Give the number of lines in the entries below that contain "target". Write nothing besides it.

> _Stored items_

------------

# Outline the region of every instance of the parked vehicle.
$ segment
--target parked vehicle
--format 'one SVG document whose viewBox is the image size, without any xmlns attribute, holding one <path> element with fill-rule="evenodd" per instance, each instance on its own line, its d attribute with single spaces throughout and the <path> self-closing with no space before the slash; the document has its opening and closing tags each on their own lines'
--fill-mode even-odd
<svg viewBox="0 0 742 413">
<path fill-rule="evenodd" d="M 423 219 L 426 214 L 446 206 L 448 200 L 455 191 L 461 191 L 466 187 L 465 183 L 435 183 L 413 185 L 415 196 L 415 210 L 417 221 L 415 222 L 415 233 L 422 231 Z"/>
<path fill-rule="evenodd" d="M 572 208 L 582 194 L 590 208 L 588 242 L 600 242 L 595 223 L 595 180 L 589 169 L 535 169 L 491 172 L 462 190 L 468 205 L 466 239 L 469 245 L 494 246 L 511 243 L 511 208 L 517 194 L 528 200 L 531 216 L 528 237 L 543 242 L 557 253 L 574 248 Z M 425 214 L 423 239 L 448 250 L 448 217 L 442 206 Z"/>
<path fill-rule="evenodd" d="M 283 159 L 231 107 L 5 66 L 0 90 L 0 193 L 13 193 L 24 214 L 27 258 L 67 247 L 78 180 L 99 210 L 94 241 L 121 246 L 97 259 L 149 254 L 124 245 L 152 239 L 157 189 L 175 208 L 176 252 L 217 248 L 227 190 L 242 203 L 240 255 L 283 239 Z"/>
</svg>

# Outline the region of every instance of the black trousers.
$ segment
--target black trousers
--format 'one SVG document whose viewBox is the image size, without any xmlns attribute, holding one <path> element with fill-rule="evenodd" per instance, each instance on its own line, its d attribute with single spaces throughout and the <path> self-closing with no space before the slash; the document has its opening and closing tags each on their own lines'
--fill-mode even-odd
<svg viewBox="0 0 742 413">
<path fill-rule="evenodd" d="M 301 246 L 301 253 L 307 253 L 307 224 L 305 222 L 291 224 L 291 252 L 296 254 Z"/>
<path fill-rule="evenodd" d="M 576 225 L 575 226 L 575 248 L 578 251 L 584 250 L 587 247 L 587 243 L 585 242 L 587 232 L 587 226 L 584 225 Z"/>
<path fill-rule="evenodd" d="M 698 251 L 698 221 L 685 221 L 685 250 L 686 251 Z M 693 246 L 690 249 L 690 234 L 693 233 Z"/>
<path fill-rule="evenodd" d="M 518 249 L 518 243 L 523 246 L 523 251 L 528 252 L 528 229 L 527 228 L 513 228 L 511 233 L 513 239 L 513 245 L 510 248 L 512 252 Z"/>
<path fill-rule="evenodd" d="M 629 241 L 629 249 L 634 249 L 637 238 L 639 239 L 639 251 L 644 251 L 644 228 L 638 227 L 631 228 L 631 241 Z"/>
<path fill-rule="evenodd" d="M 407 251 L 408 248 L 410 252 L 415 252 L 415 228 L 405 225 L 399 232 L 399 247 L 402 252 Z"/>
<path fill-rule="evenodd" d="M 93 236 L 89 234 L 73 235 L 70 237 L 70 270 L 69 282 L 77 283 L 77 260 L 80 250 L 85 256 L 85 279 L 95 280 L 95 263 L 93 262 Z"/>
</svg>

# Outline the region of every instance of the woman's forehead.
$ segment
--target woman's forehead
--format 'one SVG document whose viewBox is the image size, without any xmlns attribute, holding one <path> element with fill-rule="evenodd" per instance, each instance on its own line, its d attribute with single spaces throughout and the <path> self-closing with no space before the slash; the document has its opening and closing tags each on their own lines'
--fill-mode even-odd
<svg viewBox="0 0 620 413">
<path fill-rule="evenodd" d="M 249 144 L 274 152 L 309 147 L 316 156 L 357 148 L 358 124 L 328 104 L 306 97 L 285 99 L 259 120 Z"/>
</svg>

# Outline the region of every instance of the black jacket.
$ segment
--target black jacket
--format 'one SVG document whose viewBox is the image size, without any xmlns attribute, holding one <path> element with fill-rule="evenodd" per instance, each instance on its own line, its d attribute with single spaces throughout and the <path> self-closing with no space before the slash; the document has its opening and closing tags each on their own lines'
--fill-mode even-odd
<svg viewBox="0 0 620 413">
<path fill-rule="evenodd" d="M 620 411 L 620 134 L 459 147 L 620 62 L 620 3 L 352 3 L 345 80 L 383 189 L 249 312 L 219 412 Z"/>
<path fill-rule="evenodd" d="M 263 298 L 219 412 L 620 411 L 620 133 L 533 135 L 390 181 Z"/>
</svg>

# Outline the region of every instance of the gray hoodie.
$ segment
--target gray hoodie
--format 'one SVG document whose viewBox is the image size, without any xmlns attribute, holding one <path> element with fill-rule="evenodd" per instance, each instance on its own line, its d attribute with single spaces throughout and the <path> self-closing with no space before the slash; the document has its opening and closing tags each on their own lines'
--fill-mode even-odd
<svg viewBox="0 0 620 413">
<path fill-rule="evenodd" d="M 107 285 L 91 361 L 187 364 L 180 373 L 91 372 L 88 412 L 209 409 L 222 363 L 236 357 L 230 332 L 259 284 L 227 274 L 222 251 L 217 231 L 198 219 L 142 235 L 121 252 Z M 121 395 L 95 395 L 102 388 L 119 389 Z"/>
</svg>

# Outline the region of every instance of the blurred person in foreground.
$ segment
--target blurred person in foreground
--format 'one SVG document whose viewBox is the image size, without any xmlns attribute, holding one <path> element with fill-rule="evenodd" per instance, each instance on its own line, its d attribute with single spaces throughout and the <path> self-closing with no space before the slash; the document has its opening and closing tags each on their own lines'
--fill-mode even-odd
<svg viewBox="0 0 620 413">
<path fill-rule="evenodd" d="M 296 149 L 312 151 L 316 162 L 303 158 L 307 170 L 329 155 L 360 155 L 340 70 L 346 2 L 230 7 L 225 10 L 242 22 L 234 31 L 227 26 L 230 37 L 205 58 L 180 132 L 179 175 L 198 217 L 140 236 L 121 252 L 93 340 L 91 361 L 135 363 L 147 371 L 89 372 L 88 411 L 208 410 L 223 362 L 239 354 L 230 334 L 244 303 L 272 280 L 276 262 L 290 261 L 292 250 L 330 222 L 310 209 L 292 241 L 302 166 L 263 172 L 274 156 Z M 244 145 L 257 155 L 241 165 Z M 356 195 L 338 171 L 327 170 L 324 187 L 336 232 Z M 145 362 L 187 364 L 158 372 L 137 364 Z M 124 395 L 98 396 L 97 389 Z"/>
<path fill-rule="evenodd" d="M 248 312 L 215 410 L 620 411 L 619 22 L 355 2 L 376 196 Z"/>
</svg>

------------

> _Response for this exercise_
6